* Begin *

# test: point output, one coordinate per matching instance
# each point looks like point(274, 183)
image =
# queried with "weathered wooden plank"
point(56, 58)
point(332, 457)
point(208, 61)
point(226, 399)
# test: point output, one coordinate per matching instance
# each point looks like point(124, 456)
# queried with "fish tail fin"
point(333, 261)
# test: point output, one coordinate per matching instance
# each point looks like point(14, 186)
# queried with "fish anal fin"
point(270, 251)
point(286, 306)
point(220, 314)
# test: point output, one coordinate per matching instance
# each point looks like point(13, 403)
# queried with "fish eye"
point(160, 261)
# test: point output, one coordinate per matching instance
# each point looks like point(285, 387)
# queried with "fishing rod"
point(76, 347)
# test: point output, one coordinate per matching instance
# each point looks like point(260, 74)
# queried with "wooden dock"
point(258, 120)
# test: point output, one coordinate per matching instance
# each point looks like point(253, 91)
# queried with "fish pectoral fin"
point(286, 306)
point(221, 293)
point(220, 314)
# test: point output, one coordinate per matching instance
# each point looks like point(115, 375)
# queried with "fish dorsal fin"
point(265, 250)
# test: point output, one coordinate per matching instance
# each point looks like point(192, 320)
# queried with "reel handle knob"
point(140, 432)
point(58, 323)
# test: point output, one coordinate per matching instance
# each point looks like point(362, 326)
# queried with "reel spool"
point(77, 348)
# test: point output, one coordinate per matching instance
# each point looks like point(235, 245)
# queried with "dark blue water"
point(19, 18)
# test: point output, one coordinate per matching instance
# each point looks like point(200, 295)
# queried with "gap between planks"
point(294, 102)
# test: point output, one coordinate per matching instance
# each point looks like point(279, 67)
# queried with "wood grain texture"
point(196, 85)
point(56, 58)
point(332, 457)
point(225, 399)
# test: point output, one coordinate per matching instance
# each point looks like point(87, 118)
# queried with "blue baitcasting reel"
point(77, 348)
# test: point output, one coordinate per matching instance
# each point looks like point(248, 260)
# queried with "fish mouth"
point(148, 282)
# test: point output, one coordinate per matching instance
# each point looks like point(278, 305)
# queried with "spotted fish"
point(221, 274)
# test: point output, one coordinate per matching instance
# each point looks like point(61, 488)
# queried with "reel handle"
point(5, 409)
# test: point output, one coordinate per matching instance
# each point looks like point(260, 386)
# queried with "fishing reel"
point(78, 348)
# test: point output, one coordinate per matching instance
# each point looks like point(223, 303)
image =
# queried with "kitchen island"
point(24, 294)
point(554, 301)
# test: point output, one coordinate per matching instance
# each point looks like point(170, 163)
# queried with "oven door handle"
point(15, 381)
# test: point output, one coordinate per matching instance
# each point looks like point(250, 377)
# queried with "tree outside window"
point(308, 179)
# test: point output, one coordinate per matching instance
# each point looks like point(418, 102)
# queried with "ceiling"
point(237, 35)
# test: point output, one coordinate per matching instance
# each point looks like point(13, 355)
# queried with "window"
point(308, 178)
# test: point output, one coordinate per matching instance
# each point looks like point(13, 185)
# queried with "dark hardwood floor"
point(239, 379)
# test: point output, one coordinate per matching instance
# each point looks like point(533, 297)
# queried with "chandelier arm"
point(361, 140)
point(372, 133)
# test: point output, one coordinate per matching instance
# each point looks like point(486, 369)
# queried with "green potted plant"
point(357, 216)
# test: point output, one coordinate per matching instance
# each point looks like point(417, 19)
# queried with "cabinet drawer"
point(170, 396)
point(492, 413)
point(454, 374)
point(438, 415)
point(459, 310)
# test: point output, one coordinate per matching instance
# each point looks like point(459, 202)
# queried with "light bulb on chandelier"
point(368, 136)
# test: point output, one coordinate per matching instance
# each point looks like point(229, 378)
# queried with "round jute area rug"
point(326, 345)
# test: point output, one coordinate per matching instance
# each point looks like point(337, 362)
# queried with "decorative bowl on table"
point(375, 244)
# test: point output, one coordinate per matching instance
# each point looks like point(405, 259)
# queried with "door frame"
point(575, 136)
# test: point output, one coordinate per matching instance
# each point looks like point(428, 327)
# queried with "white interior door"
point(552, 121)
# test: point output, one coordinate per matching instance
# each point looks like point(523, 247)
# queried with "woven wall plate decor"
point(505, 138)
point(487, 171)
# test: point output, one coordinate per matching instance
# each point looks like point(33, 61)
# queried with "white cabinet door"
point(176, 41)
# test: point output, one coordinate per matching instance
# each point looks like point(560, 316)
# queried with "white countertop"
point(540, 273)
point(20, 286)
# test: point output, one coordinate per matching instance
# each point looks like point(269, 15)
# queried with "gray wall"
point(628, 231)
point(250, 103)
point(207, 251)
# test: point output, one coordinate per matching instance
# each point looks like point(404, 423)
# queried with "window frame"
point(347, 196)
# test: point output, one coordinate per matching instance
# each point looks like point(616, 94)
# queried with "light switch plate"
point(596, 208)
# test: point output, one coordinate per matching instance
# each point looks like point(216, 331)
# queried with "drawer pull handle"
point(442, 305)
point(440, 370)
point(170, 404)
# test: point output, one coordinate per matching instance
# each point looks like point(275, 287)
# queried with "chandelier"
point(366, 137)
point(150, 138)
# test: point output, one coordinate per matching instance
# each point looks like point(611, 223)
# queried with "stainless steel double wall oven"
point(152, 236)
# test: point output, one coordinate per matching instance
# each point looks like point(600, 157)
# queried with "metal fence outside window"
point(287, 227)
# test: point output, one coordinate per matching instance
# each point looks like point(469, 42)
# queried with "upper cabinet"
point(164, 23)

* End *

Required task. Extract every line from the start of the records through the line containing "point(226, 399)", including that line, and reproduce them without any change.

Answer for the task.
# test: point output, one coordinate per matching instance
# each point looks like point(274, 183)
image =
# queried with "weathered wooden plank"
point(56, 58)
point(332, 457)
point(208, 61)
point(226, 399)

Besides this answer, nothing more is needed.